But, I don’t see me cutting a hole in the shirt where the printed label is.

Monday, July 27, 2009

Cops Are In Control in Cambridge, and Everywhere Else

The highly educated and respected Harvard professor, Henry Louis Gates Jr., just learned something that he apparently didn't already know...when the cops show up on scene, they are boss and the ones in control, or will quickly attempt to gain control. It works that way in Cambridge Massachusetts and everywhere else I've ever been.
I was not at the scene, the President of the U.S. was not at the scene, and you were not there, either. We can form any kind of opinion we want, but it won't be based on what we saw. Gates' neighbor, the woman who called the police, could barely see the scene herself, and didn't mention race in her call, according to the 911 tapes' transcript, which I have not seen.
What do we know? Only what we have been told. So we don't know much. Gates said that he and his driver had difficulty with the house key and had to force the door. We know the cops showed up, and we know Gates was arrested and taken to the pokey. He was later released and disorderly-type conduct charges were dropped.

### DATASET EXTRACT
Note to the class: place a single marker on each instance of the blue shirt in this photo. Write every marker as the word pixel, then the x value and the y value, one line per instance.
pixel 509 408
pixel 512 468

### PROBLEM SET
1) In the blog post on the Gates arrest, who does the writer say was not at the scene? List each one.
2) Carry the blog post on the Gates arrest forward from its last sentence.

### ANSWERS TO EACH TASK
1)
- The writer ("I was not at the scene")
- The President of the U.S.
- The reader ("you were not there, either")

2)
On Monday, July 27, 2009, eleven days after the incident, Cambridge city officials released the tapes of the 911 call. The caller on the July 16 tape repeatedly told the 911 center that she could not see what the two men trying to get in the home looked like. "I just saw it from a distance" she said. She wasn't even sure whether she had seen a crime, or just the resident trying to get in. The caller's attorney has said, and this is a salient point, that the tape shows her client's call was not racially motivated. "The truth is she couldn't see their race, therefore she didn't know their race and she didn't call police because of their race, which is the most important point of all," the caller's attorney said. "She called because of behavior."
This is what I call a "BINGO" moment...the point where the sum is more important than one element. It says to me that Gates had a huge, stinking, and racially-motivated chip on his shoulder. A chip that had grown ever larger for years and had never been knocked off. Cambridge Police Sgt. James Crowley, the arresting officer, not only knocked it off, he kicked the stinking thing all the way to The White House where it landed in the office of another guy with the same kind of chip on his shoulder. So that guy, a buddy of Gates, said that the officers acted "stupidly". Of course cops certainly have that capacity - we all do, but for the Prez to say so for all the world to hear is stupid. He wasn't there, which makes his buttinski remark stupid.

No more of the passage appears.